* **Work required**: Using the abstract on the boundaries of CFTR's first nucleotide binding domain, state between which amino acids the COOH terminus of NBD1 lies.

─── Extract provided

Severed Molecules Functionally Define the Boundaries of the Cystic Fibrosis Transmembrane Conductance Regulator's Nh₂-Terminal Nucleotide Binding Domain

The cystic fibrosis transmembrane conductance regulator is a Cl⁻ channel that belongs to the family of ATP-binding cassette proteins. The CFTR polypeptide comprises two transmembrane domains, two nucleotide binding domains (NBD1 and NBD2), and a regulatory (R) domain. Gating of the channel is controlled by kinase-mediated phosphorylation of the R domain and by ATP binding, and, likely, hydrolysis at the NBDs. Exon 13 of the CFTR gene encodes amino acids (aa's) 590–830, which were originally ascribed to the R domain. In this study, CFTR channels were severed near likely NH₂- or COOH-terminal boundaries of NBD1. CFTR channel activity, assayed using two-microelectrode voltage clamp and excised patch recordings, provided a sensitive measure of successful assembly of each pair of channel segments as the sever point was systematically shifted along the primary sequence. Substantial channel activity was taken as an indication that NBD1 was functionally intact. This approach revealed that the COOH terminus of NBD1 extends beyond aa 590 and lies between aa's 622 and 634, while the NH₂ terminus of NBD1 lies between aa's 432 and 449. To facilitate biochemical studies of the expressed proteins, a Flag epitope was added to the NH₂ termini of full length CFTR, and of CFTR segments truncated before the normal COOH terminus (aa 1480). The functionally identified NBD1 boundaries are supported by Western blotting, coimmunoprecipitation, and deglycosylation studies, which showed that an NH₂-terminal segment representing aa's 3–622 (Flag3-622) or 3–633 (Flag3-633) could physically associate with a COOH-terminal fragment representing aa's 634–1480 (634-1480); however, the latter fragment was glycosylated to the mature form only in the presence of Flag3-633. Similarly, 433-1480 could physically associate with Flag3-432 and was glycosylated to the mature form; however, 449-1480 protein seemed unstable and could hardly be detected even when expressed with Flag3-432. In excised-patch recordings, all functional severed CFTR channels displayed the hallmark characteristics of CFTR, including the requirement of phosphorylation and exposure to MgATP for gating, ability to be locked open by pyrophosphate or AMP-PNP, small single channel conductances, and high apparent affinity of channel opening by MgATP. Our definitions of the boundaries of the NBD1 domain in CFTR are supported by comparison with the solved NBD structures of HisP and RbsA.

──────
─── Data shown

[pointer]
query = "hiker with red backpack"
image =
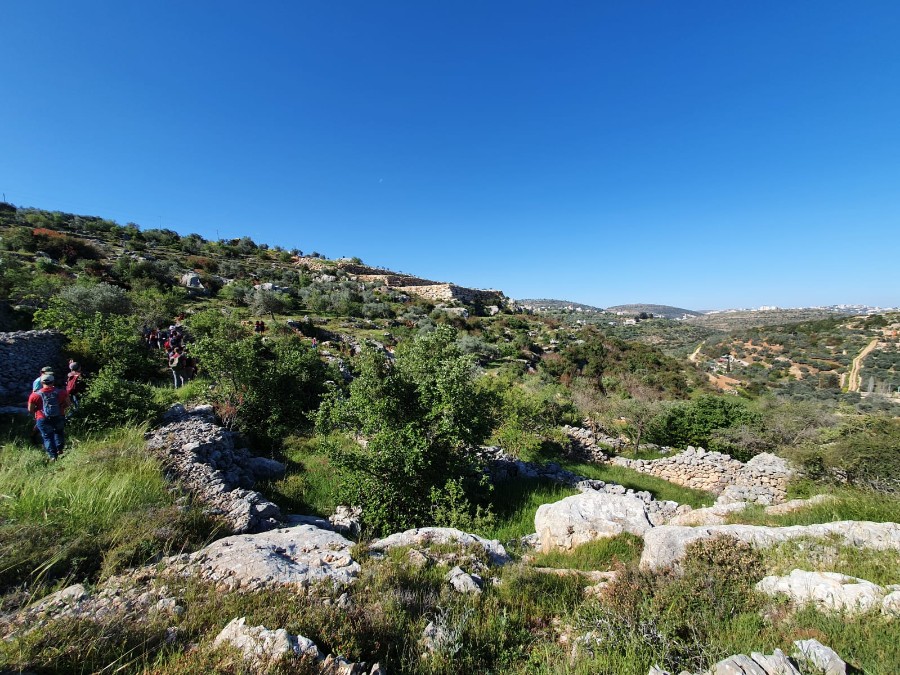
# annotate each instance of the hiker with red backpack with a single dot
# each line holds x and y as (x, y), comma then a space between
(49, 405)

──────
─── Data shown

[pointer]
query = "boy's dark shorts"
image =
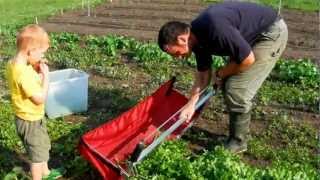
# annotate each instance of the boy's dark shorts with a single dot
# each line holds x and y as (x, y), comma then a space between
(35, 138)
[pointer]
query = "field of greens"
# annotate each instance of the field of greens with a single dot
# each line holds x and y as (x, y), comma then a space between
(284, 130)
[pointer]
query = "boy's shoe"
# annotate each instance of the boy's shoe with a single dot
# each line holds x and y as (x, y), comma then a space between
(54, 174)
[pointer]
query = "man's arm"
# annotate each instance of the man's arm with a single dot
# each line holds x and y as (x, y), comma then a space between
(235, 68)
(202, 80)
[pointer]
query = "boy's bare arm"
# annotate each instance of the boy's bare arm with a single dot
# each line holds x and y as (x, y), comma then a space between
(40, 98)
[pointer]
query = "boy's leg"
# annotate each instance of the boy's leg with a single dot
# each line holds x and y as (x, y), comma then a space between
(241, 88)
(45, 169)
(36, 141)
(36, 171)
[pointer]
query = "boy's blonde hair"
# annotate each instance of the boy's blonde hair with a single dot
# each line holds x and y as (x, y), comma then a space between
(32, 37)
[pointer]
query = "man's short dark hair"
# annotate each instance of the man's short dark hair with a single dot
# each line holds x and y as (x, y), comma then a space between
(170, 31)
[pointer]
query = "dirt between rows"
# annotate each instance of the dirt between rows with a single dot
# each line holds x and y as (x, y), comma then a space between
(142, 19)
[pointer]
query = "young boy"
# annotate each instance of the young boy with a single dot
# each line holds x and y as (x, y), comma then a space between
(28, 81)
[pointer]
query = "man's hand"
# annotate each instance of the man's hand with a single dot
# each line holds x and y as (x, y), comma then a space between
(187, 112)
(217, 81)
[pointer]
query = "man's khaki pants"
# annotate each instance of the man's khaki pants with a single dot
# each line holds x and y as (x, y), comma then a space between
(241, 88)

──────

* **Answer**: Between amino acids 622 and 634.